# Start of Records for the task

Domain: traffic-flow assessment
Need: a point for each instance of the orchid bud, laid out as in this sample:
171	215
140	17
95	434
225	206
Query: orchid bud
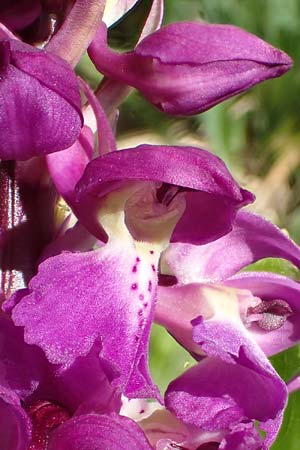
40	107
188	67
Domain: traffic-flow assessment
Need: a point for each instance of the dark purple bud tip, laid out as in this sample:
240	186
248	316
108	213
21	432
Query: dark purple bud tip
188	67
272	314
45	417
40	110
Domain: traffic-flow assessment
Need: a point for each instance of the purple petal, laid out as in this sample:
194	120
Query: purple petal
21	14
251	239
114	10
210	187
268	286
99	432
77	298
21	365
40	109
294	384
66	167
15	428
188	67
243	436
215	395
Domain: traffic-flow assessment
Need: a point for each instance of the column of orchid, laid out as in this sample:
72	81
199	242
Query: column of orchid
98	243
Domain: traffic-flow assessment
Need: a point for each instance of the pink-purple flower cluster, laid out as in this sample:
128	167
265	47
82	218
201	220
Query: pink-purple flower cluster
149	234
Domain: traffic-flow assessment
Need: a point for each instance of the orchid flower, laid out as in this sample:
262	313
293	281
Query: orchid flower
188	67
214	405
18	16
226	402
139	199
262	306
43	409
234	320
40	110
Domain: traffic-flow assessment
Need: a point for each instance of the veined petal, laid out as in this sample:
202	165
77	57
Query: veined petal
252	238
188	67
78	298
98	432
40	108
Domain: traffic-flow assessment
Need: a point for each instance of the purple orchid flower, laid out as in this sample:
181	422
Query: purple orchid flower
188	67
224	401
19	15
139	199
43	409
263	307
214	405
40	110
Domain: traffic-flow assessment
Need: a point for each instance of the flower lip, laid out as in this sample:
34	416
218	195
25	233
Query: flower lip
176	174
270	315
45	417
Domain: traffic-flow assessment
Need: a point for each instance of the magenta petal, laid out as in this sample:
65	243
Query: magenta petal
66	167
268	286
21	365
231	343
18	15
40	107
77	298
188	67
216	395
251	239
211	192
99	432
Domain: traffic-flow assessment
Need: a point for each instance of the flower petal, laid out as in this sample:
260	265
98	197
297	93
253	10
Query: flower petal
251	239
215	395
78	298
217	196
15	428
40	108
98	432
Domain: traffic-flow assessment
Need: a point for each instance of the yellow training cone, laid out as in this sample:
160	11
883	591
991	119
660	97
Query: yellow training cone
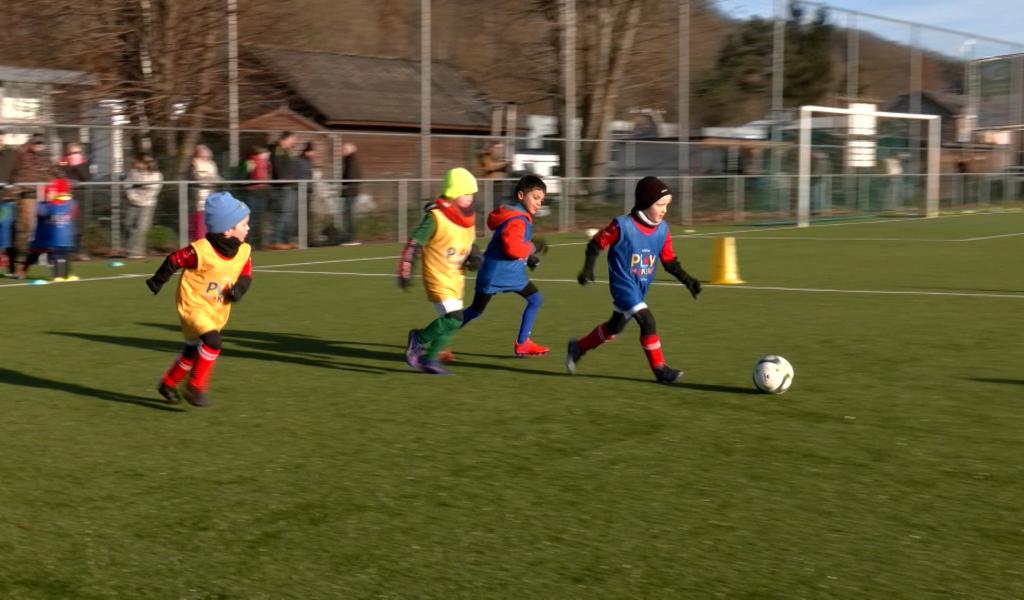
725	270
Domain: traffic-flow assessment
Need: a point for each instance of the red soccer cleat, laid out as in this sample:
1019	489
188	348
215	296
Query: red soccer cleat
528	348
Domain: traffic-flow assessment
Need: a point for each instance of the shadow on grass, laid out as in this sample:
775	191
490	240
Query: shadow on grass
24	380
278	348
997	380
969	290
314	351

# End of Records for the task

Task description:
Using the data above, write out every line exactly, leaving the images behind.

Answer:
Domain: traffic-flow assessment
Need: a point for each instance of the orchid bud, laid out as in this sample:
171	215
140	17
95	434
225	206
Query: orchid bud
40	107
188	67
Domain: traffic-flow assessment
Need: a point for each instance of the dark purple bud tip, laid out as in this sample:
240	186
248	316
108	213
21	432
Query: dark purple bud tip
188	67
272	314
45	417
40	110
Domain: traffic-flow assessment
Need: a point for each instance of the purple petal, laid out as in this sample:
194	120
Query: purple petal
21	14
251	239
114	10
210	187
268	286
99	432
77	298
21	365
40	109
294	384
66	167
15	428
188	67
243	436
215	395
Domain: traffic-flow assessment
Need: a point for each instance of the column of orchid, laid out as in this sample:
72	81
199	242
Query: column of orchid
98	243
Domain: traffic-flow assessment
Need: a point for each instance of the pink-purple flower cluster, laid out as in this sample:
128	167
265	47
82	218
201	220
Query: pink-purple flower cluster
149	234
Domain: traffic-flow assessment
Need: a point for each instance of the orchid flower, laid out as in this sample:
262	313
293	281
Query: orchid flower
188	67
214	405
18	16
226	402
139	199
262	306
43	409
234	320
40	110
Domain: traffic-flow assessment
Need: a point for each instance of the veined petal, laid out as in this sample:
202	165
77	57
Query: veined petal
252	238
188	67
78	298
98	432
40	108
Domain: traffic-flow assessment
Need: a point for each instance of the purple orchid flower, laid out as in this sample:
181	422
Query: purple orchid flower
188	67
224	401
19	15
139	199
43	409
263	307
214	405
40	110
Domain: traffic-flow assessment
Need: a point for each instance of the flower lip, laid out as in this sample:
34	416
218	195
25	233
Query: flower lip
176	174
270	315
45	417
Domain: traffic-flow assessment
Need: a point for each instance of the magenta petal, laid out as in this sample:
65	243
Query: magenta petal
66	167
268	286
21	365
231	343
18	15
40	107
77	298
188	67
216	395
251	239
211	192
99	432
Domain: traffic-flow assessment
Need: a point for each instance of the flower petal, laid out as in this sample:
260	265
98	197
297	93
253	10
Query: flower petal
251	239
215	395
78	298
217	196
15	428
40	108
98	432
Domain: traffic-flow assessment
Need: a point for each instance of the yellow training cone, laid out as in this sample:
160	11
883	591
991	119
660	97
Query: yellow training cone
725	270
Domain: traffic-flow assessment
Need: a point for each instance of the red soccer cleat, laid out as in this sample:
1019	489
188	348
215	296
Query: red soccer cleat
528	348
Domain: traffic-flow assessment
Need: a point for each instance of the shadow on grass, laid out as in this sample:
775	191
490	240
Query: shadow on grass
24	380
278	348
997	380
969	290
314	351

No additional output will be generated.